**SET EXERCISE**
Go through the data and copy every line exactly, but not the images.

(A run of records)
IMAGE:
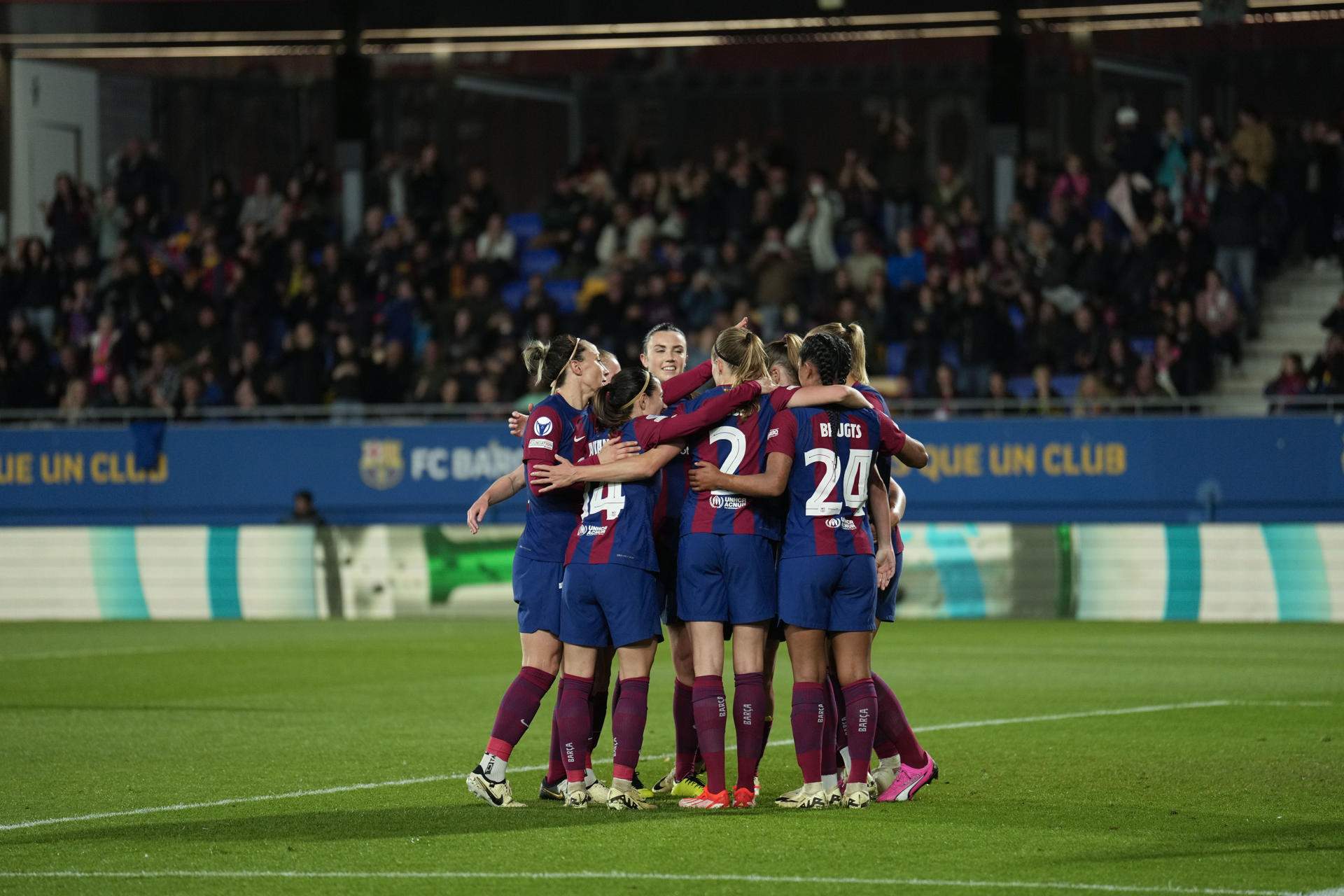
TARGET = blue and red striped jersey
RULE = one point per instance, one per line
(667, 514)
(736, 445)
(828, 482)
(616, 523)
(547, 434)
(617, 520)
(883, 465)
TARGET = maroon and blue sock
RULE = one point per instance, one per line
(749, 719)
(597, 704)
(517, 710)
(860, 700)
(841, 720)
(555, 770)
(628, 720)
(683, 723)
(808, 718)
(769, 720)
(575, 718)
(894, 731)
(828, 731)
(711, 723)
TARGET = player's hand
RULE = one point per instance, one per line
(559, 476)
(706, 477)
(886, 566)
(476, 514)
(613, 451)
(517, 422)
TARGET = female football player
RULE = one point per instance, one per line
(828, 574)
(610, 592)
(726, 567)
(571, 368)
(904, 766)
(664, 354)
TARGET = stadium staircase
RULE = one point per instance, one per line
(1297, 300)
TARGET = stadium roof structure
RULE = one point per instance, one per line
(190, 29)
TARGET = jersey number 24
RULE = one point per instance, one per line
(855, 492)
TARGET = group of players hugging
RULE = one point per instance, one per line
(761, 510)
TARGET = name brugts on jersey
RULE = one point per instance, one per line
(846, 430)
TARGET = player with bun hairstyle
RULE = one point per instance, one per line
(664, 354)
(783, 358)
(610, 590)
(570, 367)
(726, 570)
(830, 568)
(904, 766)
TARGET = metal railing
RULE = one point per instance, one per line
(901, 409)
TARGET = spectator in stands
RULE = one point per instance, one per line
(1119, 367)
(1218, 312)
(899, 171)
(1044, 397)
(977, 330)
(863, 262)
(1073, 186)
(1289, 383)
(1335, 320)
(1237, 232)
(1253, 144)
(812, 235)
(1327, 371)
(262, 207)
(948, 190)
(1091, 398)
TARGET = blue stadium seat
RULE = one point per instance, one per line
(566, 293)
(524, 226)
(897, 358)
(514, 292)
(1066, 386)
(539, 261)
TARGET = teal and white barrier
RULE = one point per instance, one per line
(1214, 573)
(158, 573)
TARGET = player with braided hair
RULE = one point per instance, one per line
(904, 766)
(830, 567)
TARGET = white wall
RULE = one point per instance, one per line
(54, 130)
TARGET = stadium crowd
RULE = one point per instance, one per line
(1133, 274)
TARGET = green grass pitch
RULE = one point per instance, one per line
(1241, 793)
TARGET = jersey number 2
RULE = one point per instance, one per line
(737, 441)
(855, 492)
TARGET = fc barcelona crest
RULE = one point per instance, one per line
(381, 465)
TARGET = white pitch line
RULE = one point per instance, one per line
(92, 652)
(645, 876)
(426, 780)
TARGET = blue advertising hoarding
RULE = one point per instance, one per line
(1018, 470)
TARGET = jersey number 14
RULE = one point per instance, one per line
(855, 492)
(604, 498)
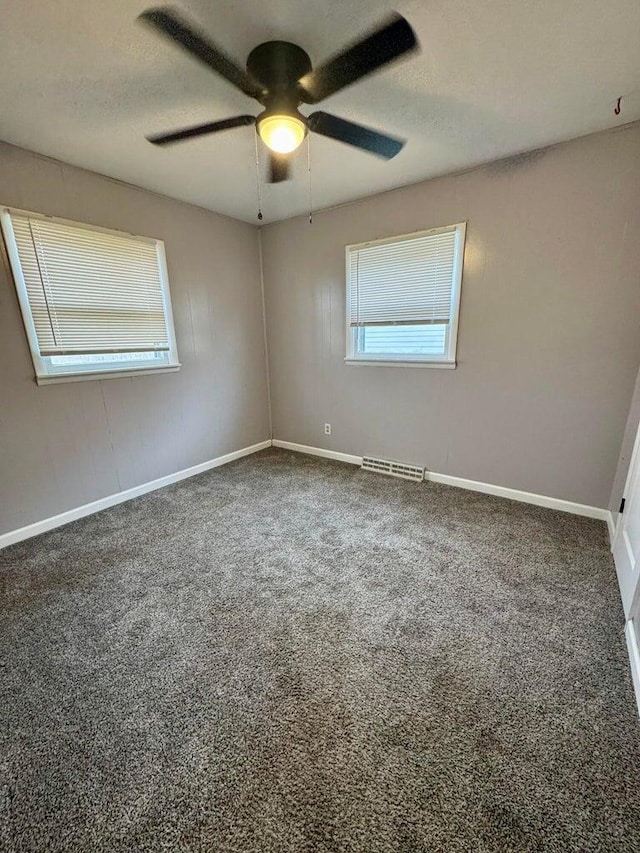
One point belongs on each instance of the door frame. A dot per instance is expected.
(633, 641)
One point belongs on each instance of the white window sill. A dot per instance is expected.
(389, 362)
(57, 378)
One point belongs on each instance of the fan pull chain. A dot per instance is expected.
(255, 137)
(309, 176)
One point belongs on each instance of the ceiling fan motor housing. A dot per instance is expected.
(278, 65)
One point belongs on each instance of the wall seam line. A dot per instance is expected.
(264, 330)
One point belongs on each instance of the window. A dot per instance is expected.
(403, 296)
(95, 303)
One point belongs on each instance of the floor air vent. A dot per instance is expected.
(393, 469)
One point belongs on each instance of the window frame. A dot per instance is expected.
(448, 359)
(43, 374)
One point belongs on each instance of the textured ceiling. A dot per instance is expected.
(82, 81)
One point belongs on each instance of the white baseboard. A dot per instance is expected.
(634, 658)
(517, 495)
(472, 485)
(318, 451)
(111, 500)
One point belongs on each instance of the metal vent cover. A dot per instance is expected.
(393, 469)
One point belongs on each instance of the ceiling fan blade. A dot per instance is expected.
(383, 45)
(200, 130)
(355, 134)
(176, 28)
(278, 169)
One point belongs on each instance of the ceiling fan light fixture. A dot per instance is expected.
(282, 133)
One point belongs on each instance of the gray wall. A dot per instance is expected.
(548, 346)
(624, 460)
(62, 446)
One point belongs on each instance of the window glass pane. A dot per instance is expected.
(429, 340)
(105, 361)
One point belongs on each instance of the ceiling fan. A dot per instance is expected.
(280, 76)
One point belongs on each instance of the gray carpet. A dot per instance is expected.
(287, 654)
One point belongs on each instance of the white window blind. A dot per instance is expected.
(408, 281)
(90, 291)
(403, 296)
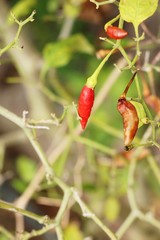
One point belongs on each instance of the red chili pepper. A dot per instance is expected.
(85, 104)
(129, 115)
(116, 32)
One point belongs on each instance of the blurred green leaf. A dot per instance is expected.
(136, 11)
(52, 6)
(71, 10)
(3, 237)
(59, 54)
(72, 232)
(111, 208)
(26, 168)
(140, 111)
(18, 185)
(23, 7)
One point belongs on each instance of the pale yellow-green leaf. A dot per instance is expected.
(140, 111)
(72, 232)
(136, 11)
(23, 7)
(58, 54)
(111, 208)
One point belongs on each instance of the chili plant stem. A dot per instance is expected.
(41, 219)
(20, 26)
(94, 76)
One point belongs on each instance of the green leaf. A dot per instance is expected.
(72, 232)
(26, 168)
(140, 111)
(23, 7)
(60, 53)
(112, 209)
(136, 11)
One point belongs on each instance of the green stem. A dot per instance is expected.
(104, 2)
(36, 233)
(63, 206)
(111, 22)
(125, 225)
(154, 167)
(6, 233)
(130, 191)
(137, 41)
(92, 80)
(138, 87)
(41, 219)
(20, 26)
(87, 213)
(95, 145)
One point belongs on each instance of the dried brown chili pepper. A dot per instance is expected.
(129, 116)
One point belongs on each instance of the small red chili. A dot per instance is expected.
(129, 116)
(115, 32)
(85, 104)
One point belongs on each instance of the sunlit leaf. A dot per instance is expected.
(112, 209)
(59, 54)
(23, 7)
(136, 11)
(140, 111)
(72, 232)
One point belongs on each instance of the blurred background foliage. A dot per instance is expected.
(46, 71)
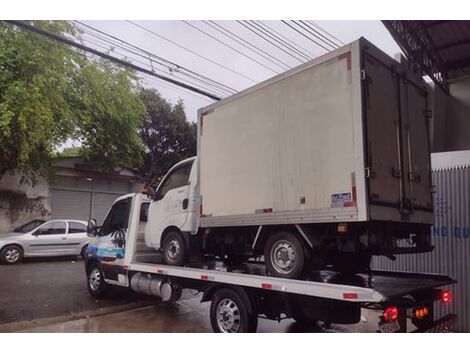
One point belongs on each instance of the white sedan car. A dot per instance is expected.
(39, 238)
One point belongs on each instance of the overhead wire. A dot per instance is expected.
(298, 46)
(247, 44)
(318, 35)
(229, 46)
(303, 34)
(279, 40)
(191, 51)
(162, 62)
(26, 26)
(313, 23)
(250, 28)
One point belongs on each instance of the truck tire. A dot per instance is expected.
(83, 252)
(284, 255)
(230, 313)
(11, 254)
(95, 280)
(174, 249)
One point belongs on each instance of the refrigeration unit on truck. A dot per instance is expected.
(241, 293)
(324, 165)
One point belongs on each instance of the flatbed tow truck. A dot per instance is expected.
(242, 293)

**THE RESULT**
IMAGE:
TARGET = blue and red striped jersey
RULE = one point per instance, one per line
(667, 514)
(736, 445)
(828, 482)
(616, 523)
(547, 434)
(617, 520)
(883, 465)
TARGET = maroon and blue sock
RULE = one point per instance, one per line
(749, 719)
(597, 704)
(517, 710)
(860, 700)
(841, 720)
(555, 770)
(628, 720)
(683, 723)
(808, 718)
(769, 720)
(575, 718)
(894, 731)
(828, 731)
(711, 723)
TARGET = player's hand
RULE = one point per instance, one per line
(559, 476)
(706, 477)
(886, 566)
(476, 514)
(613, 451)
(517, 422)
TARGET = female football player
RULE = one point per instance, one per line
(828, 574)
(610, 592)
(726, 567)
(571, 368)
(904, 766)
(664, 354)
TARGET = stadium staircase
RULE = one point per instance, one per line
(1297, 300)
TARGET = stadium roof structure
RULE = one point per instance, one per line
(190, 29)
TARGET = jersey number 24
RULE = one point per instance, one per line
(855, 492)
TARGET = group of players hugging
RULE = one point per instance, one per line
(761, 510)
TARGET = name brugts on jersey
RULE = one point per instance, one per line
(846, 430)
TARGET = player with bun hairstyle
RULE = one point per instance, one per line
(664, 354)
(783, 358)
(610, 590)
(570, 367)
(726, 570)
(830, 568)
(904, 766)
TARGET = metal railing
RULE = one point per instance, one per line
(901, 409)
TARGET = spectator in stands
RULE = one point per instance, one per line
(1119, 367)
(1218, 312)
(899, 171)
(1044, 397)
(977, 330)
(863, 262)
(1073, 186)
(1289, 383)
(1335, 320)
(1237, 232)
(1253, 144)
(812, 235)
(1327, 371)
(262, 207)
(948, 190)
(1091, 398)
TARGET = blue stadium seat
RULE = one point per instance, one per line
(566, 293)
(524, 226)
(897, 358)
(514, 292)
(1066, 386)
(539, 261)
TARGET = teal and white barrier
RULE = one point per instance, one per line
(1214, 573)
(158, 573)
TARGET = player with braided hair
RULE = one point per instance, one per line
(904, 766)
(830, 567)
TARGET = white wall
RULE = one point per instance, one per line
(54, 130)
TARGET = stadium crowd
RULE = one point per instance, one per line
(1133, 274)
TARGET = green grass pitch
RULE = one point per instance, one per line
(1241, 793)
TARGET = jersey number 2
RULE = one point per instance, one per line
(737, 441)
(855, 492)
TARGET = fc barcelona crest
RULE = one point per instance, one per line
(381, 465)
TARGET = white pitch line
RULE = one point per instance, one per line
(92, 652)
(645, 876)
(426, 780)
TARGET = blue advertising hoarding
RULE = one point per instance, one per line
(1018, 470)
TARGET = jersey number 14
RULE = one point per instance, one per line
(855, 492)
(604, 498)
One point belongs on each instance of the door frame. A dot per instance is expected.
(633, 641)
One point belongs on each instance of the white window sill. A dot per instance is expected.
(389, 362)
(57, 378)
One point belongs on each instance of the fan pull chain. A dot per instance is expected.
(255, 137)
(309, 176)
One point belongs on each instance of the ceiling fan motor housing. A dot per instance is expected.
(278, 65)
One point belongs on each instance of the wall seam line. A dot per instance is expected.
(264, 330)
One point belongs on each instance of the window. A dot per instance is expected.
(403, 296)
(95, 303)
One point belongs on each instance of the floor air vent. A dot per instance is expected.
(393, 469)
One point belongs on each instance of the window frame. A dot per instance is expected.
(448, 359)
(43, 374)
One point belongs on each instance of the textured ceiling. A dot per instance is expected.
(82, 81)
One point belongs on each instance of the white baseboard. A dot per instance is expected.
(634, 658)
(517, 495)
(472, 485)
(318, 451)
(111, 500)
One point belongs on each instance of the metal vent cover. A dot per instance is expected.
(393, 469)
One point belongs on each instance of the ceiling fan blade. A dot per instance is expected.
(383, 45)
(200, 130)
(355, 134)
(176, 28)
(278, 169)
One point belongs on each instance of the ceiling fan light fixture. A dot per instance is expected.
(282, 133)
One point belongs on each instance of the gray wall. A dot per instance is expected.
(548, 346)
(624, 460)
(62, 446)
One point belongs on each instance of the window glass pane. A dot per instance is expected.
(429, 340)
(105, 361)
One point belongs on each instance of the ceiling fan. A dot per instance is expected.
(280, 76)
One point belongs on each instance of the gray carpet. A dot per instance is expected.
(287, 654)
One point belongs on each instance of the white window blind. A dot per instance is expected.
(408, 281)
(90, 291)
(403, 296)
One point belongs on each instance of the red chili pepper. A dot per instance is expected.
(85, 104)
(129, 115)
(116, 32)
One point belongs on each instance of the blurred green leaf. A dot per instance is expected.
(136, 11)
(52, 6)
(71, 10)
(3, 237)
(59, 54)
(72, 232)
(111, 208)
(26, 168)
(140, 111)
(18, 185)
(23, 7)
One point belongs on each instance of the pale yellow-green leaf. A dot per instance is expected.
(140, 111)
(72, 232)
(136, 11)
(23, 7)
(58, 54)
(111, 208)
One point belongs on each instance of the chili plant stem. A dot per instance is expected.
(41, 219)
(20, 26)
(94, 76)
One point belongs on each instance of the green leaf. A dot per instance is expected.
(72, 232)
(26, 168)
(140, 111)
(23, 7)
(60, 53)
(112, 209)
(136, 11)
One point belongs on each instance of the green stem. A dot per instance is expected.
(104, 2)
(36, 233)
(63, 206)
(111, 22)
(125, 225)
(154, 167)
(6, 233)
(130, 191)
(137, 41)
(92, 80)
(138, 87)
(41, 219)
(20, 26)
(87, 213)
(95, 145)
One point belongs on each instance of the dried brown chili pepper. A dot per instance is expected.
(129, 116)
One point belongs on each instance of the small red chili. A dot per instance is expected.
(129, 116)
(115, 32)
(85, 104)
One point belongs on each instance of the sunlit leaf. A dot per instance is expected.
(112, 209)
(59, 54)
(23, 7)
(136, 11)
(140, 111)
(72, 232)
One point belongs on each instance of the blurred background foliage. A dot per instance is expected.
(46, 71)
One point belongs on each instance of the white sedan car. A dot per instance is expected.
(39, 238)
One point belongs on each instance of the overhead wire. A dot per instance is expected.
(298, 46)
(247, 44)
(318, 35)
(229, 46)
(303, 34)
(279, 40)
(191, 51)
(162, 62)
(26, 26)
(313, 23)
(250, 28)
One point belongs on each instance of the truck tire. A dot per instance is expected.
(83, 252)
(284, 255)
(230, 313)
(11, 254)
(95, 280)
(174, 249)
One point belongs on each instance of the refrigeration unit on truck. A dot per instance is expected.
(241, 293)
(324, 165)
One point belongs on each instance of the flatbed tow truck. A dot per instance is expected.
(242, 293)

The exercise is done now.